#### INSTRUCTIONS FOR THE TASK:
Exactly repeat the line that contains "Can you find the man's hand?", then every line after it up to and including the final line.

..........

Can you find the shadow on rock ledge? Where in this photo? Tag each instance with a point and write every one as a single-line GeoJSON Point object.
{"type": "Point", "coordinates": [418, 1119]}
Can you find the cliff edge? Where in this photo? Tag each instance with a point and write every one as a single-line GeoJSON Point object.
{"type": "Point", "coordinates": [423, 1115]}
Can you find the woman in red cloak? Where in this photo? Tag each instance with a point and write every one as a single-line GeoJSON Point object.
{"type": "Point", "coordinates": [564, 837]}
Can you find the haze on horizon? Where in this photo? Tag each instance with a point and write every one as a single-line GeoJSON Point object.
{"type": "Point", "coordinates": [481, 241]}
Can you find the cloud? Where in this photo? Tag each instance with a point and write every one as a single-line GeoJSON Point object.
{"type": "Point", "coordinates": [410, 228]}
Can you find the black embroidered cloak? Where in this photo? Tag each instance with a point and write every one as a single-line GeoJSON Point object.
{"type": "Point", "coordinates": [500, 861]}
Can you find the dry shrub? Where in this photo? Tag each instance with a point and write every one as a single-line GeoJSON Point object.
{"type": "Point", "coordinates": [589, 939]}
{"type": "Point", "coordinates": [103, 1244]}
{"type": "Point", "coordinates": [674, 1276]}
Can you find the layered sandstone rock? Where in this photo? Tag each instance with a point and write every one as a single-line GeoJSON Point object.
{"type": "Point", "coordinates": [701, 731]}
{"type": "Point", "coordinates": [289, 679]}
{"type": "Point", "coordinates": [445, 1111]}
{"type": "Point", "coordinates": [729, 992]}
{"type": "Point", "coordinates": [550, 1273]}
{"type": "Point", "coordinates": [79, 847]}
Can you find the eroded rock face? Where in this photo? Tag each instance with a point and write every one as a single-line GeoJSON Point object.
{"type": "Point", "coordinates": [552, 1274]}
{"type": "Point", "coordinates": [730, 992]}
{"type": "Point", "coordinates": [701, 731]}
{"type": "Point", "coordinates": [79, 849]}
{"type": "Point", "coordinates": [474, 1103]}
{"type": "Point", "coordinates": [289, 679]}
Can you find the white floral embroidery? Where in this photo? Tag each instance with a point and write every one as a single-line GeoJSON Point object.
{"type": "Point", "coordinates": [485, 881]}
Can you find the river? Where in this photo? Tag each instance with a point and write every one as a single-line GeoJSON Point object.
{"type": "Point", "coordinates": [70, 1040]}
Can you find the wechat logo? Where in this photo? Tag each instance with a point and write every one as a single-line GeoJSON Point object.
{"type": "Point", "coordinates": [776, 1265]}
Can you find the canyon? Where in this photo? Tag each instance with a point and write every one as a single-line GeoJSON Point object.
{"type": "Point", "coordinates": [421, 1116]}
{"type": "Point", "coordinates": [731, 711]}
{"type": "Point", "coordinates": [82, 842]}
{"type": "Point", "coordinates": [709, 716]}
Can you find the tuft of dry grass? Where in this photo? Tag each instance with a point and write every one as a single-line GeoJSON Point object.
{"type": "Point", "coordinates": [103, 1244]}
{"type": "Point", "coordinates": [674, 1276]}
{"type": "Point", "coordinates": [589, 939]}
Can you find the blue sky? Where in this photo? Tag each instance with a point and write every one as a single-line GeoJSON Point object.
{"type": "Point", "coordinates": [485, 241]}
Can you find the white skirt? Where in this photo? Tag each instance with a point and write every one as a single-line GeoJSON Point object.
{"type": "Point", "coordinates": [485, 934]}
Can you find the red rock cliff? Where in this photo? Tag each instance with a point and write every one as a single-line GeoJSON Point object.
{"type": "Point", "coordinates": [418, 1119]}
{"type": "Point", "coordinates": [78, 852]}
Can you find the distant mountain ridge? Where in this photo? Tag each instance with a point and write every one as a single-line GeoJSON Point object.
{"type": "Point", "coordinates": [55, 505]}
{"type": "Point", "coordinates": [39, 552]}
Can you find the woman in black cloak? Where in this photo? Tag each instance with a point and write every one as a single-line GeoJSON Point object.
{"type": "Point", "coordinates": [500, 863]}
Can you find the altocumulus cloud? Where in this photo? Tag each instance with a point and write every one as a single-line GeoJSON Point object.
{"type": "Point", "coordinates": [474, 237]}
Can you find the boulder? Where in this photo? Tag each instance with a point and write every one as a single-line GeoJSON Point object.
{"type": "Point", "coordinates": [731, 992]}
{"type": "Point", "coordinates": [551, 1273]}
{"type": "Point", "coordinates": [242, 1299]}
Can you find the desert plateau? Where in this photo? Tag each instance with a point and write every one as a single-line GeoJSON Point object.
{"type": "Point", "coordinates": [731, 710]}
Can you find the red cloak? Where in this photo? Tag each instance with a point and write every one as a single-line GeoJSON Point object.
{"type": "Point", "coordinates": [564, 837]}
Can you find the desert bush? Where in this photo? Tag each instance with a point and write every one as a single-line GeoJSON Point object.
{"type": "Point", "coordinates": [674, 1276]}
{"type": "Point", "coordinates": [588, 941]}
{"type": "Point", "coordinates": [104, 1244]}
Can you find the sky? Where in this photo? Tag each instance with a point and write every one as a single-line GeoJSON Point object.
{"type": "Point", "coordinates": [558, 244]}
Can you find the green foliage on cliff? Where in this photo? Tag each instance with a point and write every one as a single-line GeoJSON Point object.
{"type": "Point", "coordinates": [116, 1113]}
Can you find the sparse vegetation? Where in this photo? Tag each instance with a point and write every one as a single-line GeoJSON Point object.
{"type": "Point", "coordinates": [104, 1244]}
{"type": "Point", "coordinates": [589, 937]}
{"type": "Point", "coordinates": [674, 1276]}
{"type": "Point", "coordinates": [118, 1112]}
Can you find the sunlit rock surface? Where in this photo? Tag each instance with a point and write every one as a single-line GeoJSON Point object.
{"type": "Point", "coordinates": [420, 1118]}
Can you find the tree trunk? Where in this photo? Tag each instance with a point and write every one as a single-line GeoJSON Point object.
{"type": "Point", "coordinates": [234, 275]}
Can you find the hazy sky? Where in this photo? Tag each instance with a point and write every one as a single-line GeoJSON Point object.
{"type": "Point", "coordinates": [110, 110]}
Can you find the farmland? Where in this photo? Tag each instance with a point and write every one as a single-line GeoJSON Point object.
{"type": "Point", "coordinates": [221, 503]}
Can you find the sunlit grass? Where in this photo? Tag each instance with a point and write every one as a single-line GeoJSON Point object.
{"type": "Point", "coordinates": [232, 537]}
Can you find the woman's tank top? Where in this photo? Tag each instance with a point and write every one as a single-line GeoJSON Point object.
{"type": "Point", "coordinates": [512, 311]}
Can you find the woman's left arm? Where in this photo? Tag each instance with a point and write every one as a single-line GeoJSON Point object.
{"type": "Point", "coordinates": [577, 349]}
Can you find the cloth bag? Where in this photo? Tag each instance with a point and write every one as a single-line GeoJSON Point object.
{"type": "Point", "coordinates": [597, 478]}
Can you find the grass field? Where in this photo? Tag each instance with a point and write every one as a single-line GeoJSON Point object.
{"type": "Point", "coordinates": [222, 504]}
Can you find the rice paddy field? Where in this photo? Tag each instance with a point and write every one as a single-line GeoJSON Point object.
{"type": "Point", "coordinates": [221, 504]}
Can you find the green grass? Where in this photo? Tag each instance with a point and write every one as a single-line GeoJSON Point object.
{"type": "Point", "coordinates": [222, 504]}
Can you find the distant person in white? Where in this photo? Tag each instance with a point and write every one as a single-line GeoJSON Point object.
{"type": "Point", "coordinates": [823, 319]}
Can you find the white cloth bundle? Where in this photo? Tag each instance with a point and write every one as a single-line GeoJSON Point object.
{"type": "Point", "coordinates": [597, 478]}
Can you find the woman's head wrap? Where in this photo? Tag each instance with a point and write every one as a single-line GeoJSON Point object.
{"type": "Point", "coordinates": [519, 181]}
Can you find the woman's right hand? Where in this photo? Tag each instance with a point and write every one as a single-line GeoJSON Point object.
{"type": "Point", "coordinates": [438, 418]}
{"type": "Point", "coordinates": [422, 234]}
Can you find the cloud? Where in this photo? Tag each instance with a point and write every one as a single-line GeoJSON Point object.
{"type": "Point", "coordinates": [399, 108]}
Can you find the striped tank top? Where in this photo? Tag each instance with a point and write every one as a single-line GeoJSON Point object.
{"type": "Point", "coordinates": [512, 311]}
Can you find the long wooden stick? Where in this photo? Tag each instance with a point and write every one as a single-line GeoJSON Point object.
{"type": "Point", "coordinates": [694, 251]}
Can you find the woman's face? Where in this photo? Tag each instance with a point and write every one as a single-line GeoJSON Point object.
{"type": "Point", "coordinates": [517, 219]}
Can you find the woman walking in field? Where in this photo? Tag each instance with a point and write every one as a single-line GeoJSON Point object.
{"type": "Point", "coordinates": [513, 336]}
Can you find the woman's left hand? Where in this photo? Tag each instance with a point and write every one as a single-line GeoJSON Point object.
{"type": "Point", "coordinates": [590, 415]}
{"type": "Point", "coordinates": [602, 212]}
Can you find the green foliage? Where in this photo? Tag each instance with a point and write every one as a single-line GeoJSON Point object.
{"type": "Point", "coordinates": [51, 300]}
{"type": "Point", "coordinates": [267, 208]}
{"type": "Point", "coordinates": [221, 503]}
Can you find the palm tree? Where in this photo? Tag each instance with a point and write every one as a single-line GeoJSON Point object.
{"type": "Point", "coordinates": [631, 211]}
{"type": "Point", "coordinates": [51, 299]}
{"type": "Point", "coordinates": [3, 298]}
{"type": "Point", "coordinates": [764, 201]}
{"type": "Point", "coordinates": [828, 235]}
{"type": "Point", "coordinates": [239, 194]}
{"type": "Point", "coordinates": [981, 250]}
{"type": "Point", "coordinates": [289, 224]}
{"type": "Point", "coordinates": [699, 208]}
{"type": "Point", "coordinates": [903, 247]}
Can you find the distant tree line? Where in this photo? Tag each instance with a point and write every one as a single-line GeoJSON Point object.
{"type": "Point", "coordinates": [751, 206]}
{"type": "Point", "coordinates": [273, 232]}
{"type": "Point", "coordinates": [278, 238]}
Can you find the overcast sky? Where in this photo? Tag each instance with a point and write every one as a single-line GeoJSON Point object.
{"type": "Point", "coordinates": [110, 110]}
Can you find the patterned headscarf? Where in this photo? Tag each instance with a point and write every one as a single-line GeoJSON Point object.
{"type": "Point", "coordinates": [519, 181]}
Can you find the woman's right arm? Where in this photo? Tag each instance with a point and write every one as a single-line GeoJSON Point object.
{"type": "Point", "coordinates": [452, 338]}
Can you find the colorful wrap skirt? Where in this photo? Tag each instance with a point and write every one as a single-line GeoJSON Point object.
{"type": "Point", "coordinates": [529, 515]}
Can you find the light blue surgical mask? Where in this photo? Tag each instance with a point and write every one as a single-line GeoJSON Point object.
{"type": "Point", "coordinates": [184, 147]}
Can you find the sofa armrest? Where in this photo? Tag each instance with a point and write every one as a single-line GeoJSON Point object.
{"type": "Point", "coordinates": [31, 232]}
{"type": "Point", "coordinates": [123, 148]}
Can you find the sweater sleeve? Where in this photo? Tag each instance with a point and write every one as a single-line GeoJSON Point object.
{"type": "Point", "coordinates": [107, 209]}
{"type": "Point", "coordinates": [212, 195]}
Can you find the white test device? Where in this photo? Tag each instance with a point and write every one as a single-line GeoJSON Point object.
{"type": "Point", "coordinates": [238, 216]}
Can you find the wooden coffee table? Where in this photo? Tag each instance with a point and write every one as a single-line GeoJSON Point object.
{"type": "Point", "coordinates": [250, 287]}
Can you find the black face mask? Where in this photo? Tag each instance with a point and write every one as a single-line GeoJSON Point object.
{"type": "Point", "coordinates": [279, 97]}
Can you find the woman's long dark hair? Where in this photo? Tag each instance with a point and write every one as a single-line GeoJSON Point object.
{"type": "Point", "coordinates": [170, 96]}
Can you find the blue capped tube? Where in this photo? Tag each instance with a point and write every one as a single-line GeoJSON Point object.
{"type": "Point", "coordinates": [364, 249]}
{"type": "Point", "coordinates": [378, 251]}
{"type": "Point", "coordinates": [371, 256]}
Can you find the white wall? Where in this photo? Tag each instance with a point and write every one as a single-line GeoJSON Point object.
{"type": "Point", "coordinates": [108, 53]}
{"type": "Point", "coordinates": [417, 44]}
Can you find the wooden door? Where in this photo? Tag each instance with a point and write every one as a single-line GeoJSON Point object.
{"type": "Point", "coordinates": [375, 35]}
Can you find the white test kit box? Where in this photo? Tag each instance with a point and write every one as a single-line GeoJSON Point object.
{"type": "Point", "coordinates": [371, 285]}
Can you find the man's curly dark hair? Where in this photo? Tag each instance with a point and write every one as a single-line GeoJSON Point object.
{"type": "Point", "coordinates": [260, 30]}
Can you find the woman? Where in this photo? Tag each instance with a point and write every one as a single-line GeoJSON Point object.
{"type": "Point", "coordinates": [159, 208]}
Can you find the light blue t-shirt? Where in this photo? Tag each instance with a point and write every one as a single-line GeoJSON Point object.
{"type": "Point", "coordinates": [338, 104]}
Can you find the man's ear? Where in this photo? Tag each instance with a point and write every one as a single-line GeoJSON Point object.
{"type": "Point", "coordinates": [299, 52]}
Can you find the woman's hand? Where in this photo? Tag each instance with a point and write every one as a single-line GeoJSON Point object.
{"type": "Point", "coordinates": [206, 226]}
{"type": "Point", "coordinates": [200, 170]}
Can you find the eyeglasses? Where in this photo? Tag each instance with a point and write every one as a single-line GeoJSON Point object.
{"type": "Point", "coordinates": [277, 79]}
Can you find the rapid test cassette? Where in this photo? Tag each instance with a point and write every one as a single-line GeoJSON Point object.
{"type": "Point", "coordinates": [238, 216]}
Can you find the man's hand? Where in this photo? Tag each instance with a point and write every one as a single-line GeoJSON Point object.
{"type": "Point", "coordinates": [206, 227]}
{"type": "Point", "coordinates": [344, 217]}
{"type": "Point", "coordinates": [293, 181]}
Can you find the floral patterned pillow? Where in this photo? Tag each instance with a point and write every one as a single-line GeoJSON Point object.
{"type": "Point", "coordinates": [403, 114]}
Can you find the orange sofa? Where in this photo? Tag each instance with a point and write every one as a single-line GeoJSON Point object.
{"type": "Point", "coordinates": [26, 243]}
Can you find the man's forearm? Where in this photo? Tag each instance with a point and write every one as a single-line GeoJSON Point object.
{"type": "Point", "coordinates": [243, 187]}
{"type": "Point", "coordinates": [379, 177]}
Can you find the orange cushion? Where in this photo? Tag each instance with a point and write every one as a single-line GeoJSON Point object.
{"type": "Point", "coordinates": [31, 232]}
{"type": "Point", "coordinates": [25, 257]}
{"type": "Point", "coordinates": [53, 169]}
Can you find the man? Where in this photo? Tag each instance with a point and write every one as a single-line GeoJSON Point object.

..........

#### COMPLETE ANSWER:
Can you find the man's hand? Where in this photo? Tag each instance with a point and write every one as a single-line GeoJSON Point object.
{"type": "Point", "coordinates": [206, 227]}
{"type": "Point", "coordinates": [344, 217]}
{"type": "Point", "coordinates": [293, 181]}
Can you find the floral patterned pillow? Where in this photo? Tag each instance with a point and write every one as a single-line GeoJSON Point object.
{"type": "Point", "coordinates": [403, 114]}
Can you find the orange sofa? Where in this photo? Tag each instance with a point and write every one as a single-line GeoJSON Point object.
{"type": "Point", "coordinates": [26, 243]}
Can you find the man's forearm? Where in this photo? Tag each instance with a point and write every one as a single-line GeoJSON Point object.
{"type": "Point", "coordinates": [243, 187]}
{"type": "Point", "coordinates": [379, 177]}
Can you find the orange cushion? Where in this photo? Tag each instance with a point and write every one as a single-line GeoJSON Point object.
{"type": "Point", "coordinates": [31, 232]}
{"type": "Point", "coordinates": [25, 257]}
{"type": "Point", "coordinates": [53, 169]}
Can you find the man? Where in this photo? Tag each instance with a point and write every one as a single-line GeoJSON Point object.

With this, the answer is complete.